### RAW DATA
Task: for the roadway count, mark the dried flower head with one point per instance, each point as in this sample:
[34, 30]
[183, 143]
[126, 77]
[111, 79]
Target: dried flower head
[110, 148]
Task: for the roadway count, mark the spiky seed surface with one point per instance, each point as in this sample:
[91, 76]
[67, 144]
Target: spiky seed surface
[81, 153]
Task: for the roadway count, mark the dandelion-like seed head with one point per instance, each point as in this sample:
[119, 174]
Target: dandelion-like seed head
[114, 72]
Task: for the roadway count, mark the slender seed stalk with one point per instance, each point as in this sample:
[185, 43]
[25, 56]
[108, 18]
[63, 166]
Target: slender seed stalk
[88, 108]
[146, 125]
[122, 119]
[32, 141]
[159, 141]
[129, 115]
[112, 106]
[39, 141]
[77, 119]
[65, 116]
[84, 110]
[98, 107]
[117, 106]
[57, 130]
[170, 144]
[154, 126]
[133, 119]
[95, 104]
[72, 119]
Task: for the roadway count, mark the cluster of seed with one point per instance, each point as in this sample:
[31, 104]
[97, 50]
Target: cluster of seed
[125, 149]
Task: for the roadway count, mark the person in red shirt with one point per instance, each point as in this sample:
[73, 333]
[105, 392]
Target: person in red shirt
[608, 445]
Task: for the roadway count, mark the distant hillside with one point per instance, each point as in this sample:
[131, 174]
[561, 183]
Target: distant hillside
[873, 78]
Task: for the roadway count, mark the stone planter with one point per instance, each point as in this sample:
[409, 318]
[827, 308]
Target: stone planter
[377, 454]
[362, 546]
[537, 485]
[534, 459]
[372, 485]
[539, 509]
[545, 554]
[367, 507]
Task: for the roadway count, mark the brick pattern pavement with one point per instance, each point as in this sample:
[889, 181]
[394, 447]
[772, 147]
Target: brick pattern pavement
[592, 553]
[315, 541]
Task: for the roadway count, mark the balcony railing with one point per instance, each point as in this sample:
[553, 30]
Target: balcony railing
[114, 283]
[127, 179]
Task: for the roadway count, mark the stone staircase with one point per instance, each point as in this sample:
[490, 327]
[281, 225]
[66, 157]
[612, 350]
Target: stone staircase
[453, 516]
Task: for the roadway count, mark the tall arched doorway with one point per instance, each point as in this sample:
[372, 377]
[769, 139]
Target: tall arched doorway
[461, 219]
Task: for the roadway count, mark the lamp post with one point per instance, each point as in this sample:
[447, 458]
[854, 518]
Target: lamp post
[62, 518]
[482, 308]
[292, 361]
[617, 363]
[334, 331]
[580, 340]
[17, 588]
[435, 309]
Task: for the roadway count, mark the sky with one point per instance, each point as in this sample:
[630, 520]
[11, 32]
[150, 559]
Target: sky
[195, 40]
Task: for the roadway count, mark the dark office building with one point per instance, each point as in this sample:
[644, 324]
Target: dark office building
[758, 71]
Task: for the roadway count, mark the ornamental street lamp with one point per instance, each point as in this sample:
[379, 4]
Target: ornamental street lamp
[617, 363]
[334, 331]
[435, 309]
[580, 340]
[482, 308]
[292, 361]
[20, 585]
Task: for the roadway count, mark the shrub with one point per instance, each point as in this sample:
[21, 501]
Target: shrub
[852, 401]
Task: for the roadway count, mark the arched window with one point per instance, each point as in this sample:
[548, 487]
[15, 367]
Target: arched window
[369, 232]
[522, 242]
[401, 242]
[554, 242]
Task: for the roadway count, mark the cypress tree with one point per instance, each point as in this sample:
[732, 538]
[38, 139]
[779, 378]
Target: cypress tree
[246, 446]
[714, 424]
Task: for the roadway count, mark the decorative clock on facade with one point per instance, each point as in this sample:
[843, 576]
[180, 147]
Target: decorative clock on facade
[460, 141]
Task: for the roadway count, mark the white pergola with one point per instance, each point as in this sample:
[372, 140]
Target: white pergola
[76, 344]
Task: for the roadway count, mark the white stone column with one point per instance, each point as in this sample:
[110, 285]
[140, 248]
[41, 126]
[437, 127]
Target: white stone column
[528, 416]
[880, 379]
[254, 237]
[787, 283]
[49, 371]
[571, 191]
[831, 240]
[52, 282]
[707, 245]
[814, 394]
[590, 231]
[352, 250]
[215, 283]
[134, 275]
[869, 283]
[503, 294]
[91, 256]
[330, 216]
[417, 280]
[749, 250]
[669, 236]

### TASK REQUIREMENTS
Write every entry out again. Keep each one exact.

### TASK ANSWER
Task: for the roadway count, mark the dried flower head with one point per instance, each point as in this sample:
[34, 30]
[183, 143]
[126, 77]
[111, 79]
Target: dried flower head
[110, 148]
Task: for the roadway count, mark the spiky seed surface with one point per instance, each point as in this sample:
[91, 76]
[67, 144]
Target: spiky seed surface
[81, 153]
Task: for the roadway count, mark the dandelion-like seed head with one point per instance, each point as in this sample:
[119, 174]
Target: dandelion-like seed head
[114, 72]
Task: for the roadway count, mark the slender seed stalk with one point per instance, each point as in this sample:
[185, 43]
[25, 56]
[108, 18]
[63, 166]
Target: slender seed stalk
[88, 108]
[146, 125]
[122, 119]
[32, 141]
[159, 141]
[129, 115]
[112, 106]
[39, 141]
[77, 119]
[65, 116]
[84, 110]
[98, 107]
[117, 106]
[57, 130]
[170, 144]
[154, 126]
[133, 119]
[95, 104]
[72, 119]
Task: for the roadway count, mark the cluster of seed with one point per instance, each point as in this sample:
[31, 104]
[97, 50]
Target: cluster of seed
[125, 149]
Task: for the roadway count, mark the person in red shirt with one point per instance, each point as in this sample:
[73, 333]
[105, 392]
Target: person in red shirt
[608, 445]
Task: for the roadway count, mark the distant hillside with one point per instance, each point as in this sample:
[131, 174]
[561, 183]
Target: distant hillside
[873, 78]
Task: for the roadway count, mark the stone planter with one point per instance, each point as in this sample:
[409, 318]
[827, 308]
Target: stone planter
[377, 454]
[362, 546]
[537, 485]
[534, 459]
[372, 485]
[539, 509]
[545, 554]
[367, 507]
Task: for the roadway count, mark the brick pattern pavement with one point per instance, each point as in this sample:
[889, 181]
[394, 447]
[772, 147]
Target: brick pattern pavement
[592, 553]
[315, 541]
Task: for the roadway count, mark the balcony railing with one point per instance, each point as in this sample:
[553, 30]
Target: balcony railing
[114, 283]
[127, 179]
Task: for the roadway count, mark the stone staircase with one point per instance, each point as in this sample:
[490, 327]
[281, 225]
[66, 157]
[612, 350]
Target: stone staircase
[453, 516]
Task: for the roadway count, mark the tall arched doorway with one point per instance, each point as in this sample:
[372, 377]
[769, 139]
Target: tall arched doorway
[461, 219]
Task: for the roadway count, mark the lamp post with one point per instance, each point as in this sample:
[447, 458]
[854, 518]
Target: lamp post
[62, 518]
[482, 308]
[292, 361]
[617, 363]
[334, 331]
[580, 340]
[17, 588]
[435, 309]
Task: for the roadway count, mark the sky with one point per instance, each point as in this sample:
[630, 520]
[11, 32]
[150, 559]
Target: sky
[195, 40]
Task: for the roadway count, mark the dark office building with one point per instance, each point as in this sample:
[644, 324]
Target: dark office building
[758, 71]
Task: for the roadway count, mark the ornamental street lamp with one point per instance, each point as in this sample:
[379, 4]
Target: ornamental street lamp
[617, 363]
[334, 331]
[435, 309]
[580, 340]
[482, 308]
[292, 361]
[20, 585]
Task: for the roadway count, mark the shrub with one point per instance, each point as in this sample:
[21, 501]
Target: shrub
[852, 401]
Task: for the roadway count, mark the arched window with one point per instance, each point as in this sample:
[548, 487]
[15, 367]
Target: arched window
[369, 232]
[522, 242]
[401, 242]
[554, 242]
Task: for the roadway count, mark the cypress tree with one point per instance, each point as in this sample:
[732, 538]
[38, 139]
[779, 378]
Target: cypress tree
[246, 446]
[714, 424]
Task: for the roadway count, mark the decorative clock on facade with one point per instance, each point as in this sample:
[843, 576]
[180, 147]
Target: decorative clock on facade
[460, 141]
Task: for the roadway count, mark the white pergola with one point per instance, each point as in this sample:
[372, 140]
Target: white pergola
[76, 344]
Task: for the roadway count, mark the white stone column with one point per instance, each point as in this sample:
[110, 285]
[140, 248]
[41, 126]
[437, 127]
Target: white stone column
[528, 416]
[880, 379]
[254, 237]
[787, 283]
[49, 371]
[571, 191]
[831, 240]
[52, 282]
[707, 245]
[814, 394]
[590, 231]
[352, 250]
[215, 283]
[134, 275]
[869, 283]
[503, 294]
[91, 256]
[330, 216]
[417, 280]
[749, 250]
[669, 236]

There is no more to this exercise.